** Opening Input data block **
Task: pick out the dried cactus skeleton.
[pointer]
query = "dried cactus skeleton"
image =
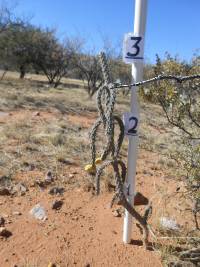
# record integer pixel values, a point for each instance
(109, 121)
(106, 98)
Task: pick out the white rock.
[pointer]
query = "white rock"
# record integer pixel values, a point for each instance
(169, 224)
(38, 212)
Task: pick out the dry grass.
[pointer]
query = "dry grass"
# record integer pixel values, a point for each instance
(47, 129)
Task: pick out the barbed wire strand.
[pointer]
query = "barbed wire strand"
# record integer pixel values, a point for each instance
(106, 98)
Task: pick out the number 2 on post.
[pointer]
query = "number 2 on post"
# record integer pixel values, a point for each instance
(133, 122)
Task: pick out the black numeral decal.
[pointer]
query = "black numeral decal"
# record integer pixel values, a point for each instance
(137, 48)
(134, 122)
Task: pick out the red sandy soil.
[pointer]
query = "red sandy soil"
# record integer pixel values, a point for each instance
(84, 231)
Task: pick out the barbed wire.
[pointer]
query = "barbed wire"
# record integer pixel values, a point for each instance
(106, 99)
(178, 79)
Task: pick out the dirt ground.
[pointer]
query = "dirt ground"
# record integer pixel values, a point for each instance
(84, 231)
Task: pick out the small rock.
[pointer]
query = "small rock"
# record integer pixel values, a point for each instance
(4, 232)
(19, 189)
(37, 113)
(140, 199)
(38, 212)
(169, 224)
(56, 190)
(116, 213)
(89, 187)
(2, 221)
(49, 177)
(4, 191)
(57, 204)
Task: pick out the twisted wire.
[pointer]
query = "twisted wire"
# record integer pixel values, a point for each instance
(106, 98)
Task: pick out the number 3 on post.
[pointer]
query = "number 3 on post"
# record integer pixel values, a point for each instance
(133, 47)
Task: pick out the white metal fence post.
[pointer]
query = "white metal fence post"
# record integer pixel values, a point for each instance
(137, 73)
** Closing Input data block **
** Opening Input data block **
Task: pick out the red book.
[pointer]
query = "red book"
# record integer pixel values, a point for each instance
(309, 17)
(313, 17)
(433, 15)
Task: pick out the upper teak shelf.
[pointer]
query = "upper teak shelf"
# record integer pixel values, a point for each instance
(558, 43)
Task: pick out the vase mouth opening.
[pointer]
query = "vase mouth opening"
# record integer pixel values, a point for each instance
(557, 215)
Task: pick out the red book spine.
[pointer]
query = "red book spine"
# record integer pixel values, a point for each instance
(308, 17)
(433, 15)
** Closing Input data block **
### Task prompt
Lines in the listing above that hold the string "decal" need counting. Please reply with the total only.

### Task answer
2